▶ _Work required_:
List each line of the data below that contains the string "positive", matching case exactly.

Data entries
□ □ □ □ □
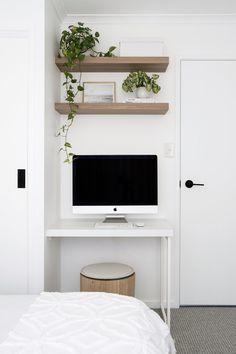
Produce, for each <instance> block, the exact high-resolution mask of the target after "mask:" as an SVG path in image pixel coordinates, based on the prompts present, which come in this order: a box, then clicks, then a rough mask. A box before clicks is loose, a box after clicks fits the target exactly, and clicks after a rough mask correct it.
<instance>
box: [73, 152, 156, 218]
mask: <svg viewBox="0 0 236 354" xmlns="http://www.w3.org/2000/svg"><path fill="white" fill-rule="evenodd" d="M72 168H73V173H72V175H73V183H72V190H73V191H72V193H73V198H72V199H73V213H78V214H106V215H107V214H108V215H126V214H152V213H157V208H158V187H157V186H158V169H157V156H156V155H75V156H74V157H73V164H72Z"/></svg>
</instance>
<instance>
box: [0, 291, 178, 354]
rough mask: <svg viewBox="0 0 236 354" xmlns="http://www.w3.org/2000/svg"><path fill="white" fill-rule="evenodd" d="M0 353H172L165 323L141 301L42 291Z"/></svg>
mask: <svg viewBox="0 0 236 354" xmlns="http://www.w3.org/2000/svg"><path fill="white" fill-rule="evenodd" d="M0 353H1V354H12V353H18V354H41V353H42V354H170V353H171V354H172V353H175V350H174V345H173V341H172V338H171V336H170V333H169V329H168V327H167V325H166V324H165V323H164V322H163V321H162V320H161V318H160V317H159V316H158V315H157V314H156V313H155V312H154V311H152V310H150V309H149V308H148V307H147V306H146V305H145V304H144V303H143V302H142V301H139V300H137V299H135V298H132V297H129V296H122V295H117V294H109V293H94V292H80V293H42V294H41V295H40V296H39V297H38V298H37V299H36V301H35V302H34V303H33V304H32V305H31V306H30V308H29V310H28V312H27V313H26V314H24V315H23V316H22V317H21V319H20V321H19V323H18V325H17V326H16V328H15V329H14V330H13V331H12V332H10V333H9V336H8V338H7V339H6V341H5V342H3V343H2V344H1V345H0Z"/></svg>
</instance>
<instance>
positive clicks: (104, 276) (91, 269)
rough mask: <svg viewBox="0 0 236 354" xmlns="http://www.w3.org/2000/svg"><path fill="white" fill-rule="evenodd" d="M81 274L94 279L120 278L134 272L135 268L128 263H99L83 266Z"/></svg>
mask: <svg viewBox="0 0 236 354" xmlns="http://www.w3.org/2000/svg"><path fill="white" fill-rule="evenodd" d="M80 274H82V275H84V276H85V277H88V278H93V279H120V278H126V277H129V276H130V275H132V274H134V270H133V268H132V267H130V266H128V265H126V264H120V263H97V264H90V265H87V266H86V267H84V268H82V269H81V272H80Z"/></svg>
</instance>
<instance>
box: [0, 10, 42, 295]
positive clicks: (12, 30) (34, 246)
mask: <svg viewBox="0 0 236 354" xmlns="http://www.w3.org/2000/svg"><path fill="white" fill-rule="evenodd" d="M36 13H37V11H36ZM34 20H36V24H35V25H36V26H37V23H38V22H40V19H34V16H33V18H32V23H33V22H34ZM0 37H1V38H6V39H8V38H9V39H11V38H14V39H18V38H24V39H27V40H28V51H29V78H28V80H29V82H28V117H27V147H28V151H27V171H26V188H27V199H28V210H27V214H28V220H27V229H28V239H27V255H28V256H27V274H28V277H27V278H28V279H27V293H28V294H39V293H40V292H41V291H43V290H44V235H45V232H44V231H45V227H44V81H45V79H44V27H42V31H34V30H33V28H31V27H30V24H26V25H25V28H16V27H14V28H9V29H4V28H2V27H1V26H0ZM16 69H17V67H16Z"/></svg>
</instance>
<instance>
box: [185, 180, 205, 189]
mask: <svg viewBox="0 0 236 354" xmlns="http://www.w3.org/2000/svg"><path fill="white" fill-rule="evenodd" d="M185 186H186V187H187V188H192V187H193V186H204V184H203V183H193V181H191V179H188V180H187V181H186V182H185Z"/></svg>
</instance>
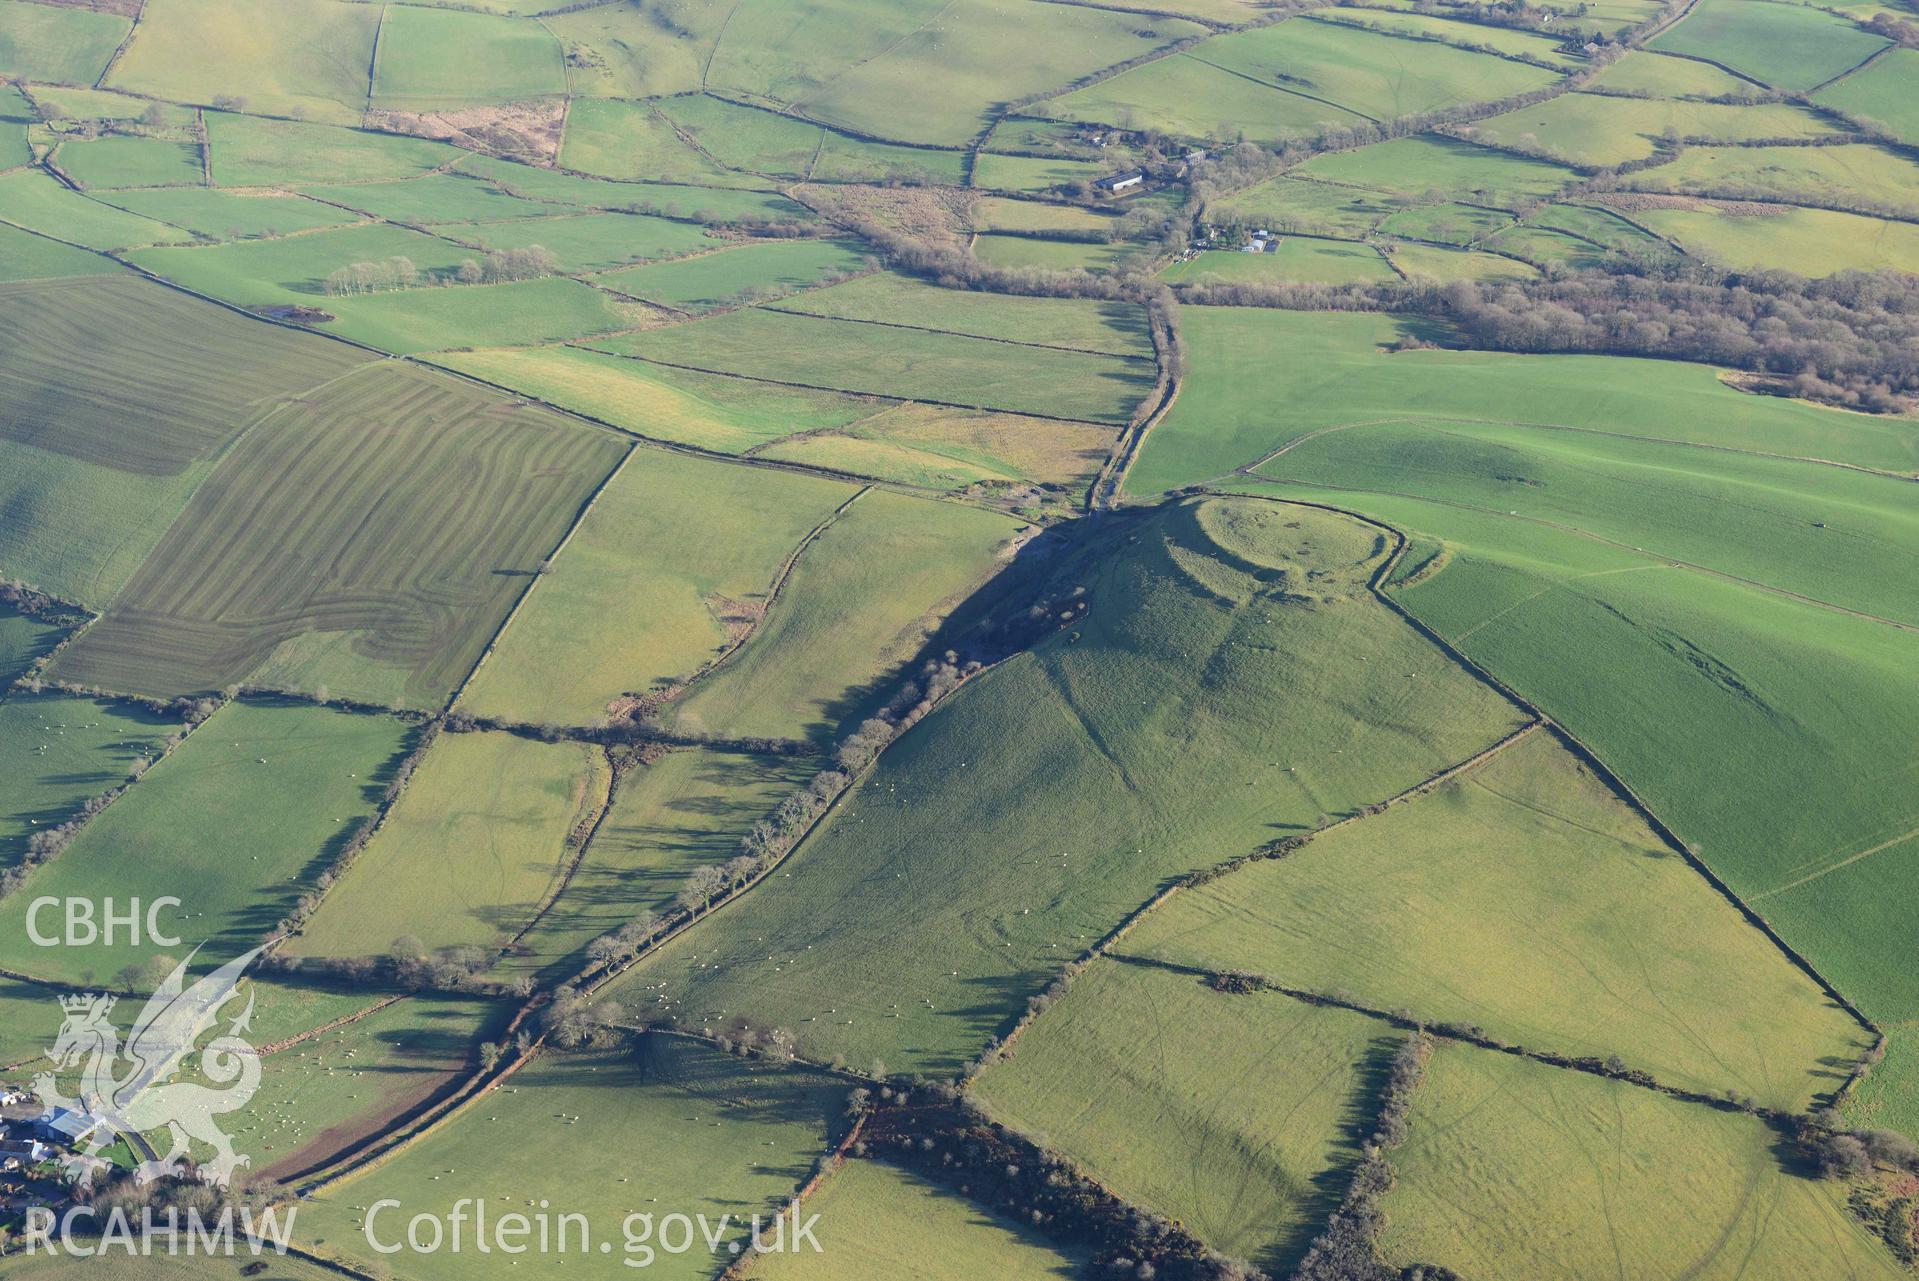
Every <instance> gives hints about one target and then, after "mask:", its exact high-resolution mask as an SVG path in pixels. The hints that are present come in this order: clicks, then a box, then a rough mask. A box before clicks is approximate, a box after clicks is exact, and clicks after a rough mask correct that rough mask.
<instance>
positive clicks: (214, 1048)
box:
□ □ □ □ □
▶ _Answer below_:
positive clicks: (104, 276) (91, 269)
positive clicks: (12, 30) (34, 246)
positive clicks: (214, 1048)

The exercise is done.